Given request: Reproduce the material verbatim, beginning at the line that contains "Target: asphalt road surface" and continuing through the final line of the material.

Coordinate labeling material:
========================================
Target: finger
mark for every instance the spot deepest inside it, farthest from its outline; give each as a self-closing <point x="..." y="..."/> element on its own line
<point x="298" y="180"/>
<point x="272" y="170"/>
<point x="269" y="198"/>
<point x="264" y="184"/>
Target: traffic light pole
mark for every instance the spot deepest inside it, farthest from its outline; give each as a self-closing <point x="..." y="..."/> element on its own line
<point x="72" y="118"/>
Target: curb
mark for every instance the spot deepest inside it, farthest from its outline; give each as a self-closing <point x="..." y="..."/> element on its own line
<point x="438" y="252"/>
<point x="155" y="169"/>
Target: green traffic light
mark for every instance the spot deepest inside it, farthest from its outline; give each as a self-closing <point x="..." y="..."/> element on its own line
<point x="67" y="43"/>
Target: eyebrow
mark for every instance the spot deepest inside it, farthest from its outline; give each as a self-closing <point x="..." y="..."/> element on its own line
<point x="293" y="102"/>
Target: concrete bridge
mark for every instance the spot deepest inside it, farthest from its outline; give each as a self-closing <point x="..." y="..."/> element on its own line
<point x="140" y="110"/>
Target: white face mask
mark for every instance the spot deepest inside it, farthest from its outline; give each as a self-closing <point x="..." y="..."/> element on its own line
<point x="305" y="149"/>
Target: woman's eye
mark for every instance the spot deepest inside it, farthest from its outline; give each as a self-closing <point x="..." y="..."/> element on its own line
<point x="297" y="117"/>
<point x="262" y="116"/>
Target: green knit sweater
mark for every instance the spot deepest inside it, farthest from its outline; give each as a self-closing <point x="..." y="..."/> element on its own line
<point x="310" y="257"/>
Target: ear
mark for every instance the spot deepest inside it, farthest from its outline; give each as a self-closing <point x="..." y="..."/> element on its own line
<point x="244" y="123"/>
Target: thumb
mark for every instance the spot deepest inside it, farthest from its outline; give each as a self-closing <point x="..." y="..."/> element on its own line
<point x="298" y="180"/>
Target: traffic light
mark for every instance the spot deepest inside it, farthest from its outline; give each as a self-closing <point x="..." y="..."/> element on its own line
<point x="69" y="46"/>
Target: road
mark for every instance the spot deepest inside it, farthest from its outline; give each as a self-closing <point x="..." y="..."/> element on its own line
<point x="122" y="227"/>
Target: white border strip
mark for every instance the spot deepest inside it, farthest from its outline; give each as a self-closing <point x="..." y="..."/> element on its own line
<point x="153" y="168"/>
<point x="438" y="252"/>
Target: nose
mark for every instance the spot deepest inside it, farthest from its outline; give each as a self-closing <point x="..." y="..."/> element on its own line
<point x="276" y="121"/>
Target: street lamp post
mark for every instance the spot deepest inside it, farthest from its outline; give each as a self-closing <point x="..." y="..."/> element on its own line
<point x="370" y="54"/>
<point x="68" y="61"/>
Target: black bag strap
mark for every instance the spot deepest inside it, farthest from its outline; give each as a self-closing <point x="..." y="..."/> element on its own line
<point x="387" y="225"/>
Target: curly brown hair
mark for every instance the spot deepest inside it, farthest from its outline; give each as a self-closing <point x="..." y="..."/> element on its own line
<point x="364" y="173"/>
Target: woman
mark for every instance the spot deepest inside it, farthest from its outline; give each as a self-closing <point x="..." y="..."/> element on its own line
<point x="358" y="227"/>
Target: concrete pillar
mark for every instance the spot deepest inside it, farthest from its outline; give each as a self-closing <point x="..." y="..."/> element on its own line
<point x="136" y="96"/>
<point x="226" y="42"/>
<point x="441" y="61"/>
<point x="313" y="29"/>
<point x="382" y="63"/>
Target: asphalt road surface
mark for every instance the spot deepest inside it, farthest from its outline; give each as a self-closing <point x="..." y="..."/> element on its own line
========================================
Exercise response:
Target: asphalt road surface
mark for every instance the spot deepest inside it, farthest from its outline; give each as a self-closing <point x="..." y="..."/> element on its own line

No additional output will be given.